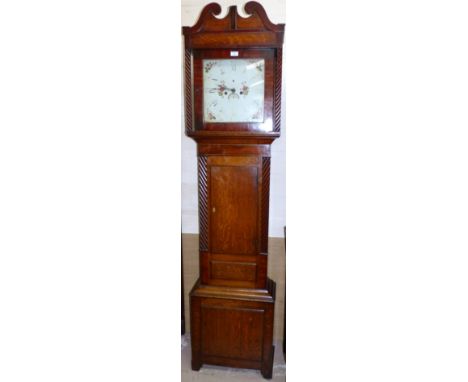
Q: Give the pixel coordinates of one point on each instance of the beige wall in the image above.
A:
(276, 271)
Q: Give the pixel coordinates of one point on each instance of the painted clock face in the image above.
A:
(233, 90)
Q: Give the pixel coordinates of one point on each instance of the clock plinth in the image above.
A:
(233, 112)
(233, 327)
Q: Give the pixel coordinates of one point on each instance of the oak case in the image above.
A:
(232, 304)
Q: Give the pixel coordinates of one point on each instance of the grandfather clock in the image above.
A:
(233, 112)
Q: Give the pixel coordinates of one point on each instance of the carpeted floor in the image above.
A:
(210, 373)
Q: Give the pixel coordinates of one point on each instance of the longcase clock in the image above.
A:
(233, 112)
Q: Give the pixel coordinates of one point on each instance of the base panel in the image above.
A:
(232, 327)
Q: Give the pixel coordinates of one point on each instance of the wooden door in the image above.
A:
(234, 205)
(234, 192)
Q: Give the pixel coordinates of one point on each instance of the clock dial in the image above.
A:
(233, 90)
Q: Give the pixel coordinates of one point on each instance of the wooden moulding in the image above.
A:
(233, 327)
(238, 32)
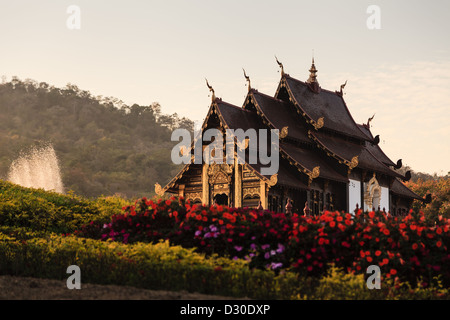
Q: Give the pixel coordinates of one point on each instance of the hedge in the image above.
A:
(164, 267)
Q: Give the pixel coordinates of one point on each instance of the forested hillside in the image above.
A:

• • • • •

- **What is being asked**: Can you write out the whole listing above again, requests included, with every pixel coordinate in the answers multiplied by 0.4 and rounded to a whole number (halves rounding up)? Leave the pictures out.

- **Answer to the task**:
Q: Give the pixel coordinates of one point on each instance of the beige wall in the image above.
A:
(110, 108)
Q: Give the pixel coordinates of one point on each instance of the painted clock face in the image above.
A:
(93, 36)
Q: Give the pixel coordinates of one point on each instance of the clock plinth in the image above.
A:
(93, 45)
(93, 131)
Q: Give the pixel coordinates of one point on each instance of the oak case in the image above.
A:
(93, 122)
Q: Give the pixel coordinates of one point on each instance of the grandfather clock in the image above.
A:
(93, 45)
Q: Give the pixel coordinates of one point on each instance of the carpeted floor in the image above.
A:
(84, 149)
Q: Give the pixel coordinates of one point on each instance of the longcase clock in the image above.
A:
(93, 45)
Q: Give the pixel coordinates of one point on each instance of the base panel in the image above.
A:
(93, 131)
Q: Give the pixel coordinates of one point on each instance of the wooden door in the image above.
A:
(94, 82)
(94, 77)
Q: Give the pixel coordinates of one point on each instance of the clock dial in the image above.
A:
(93, 36)
Q: Give the pixel coordinates of one point on each instance of the wooden moulding in the image above.
A:
(93, 131)
(95, 13)
Q: Give the pixel coordinates of one point on each instance of the hedge in the image above.
A:
(66, 107)
Q: Give the pixel coordinates of one point on each instance of the forested hillside in the image above.
A:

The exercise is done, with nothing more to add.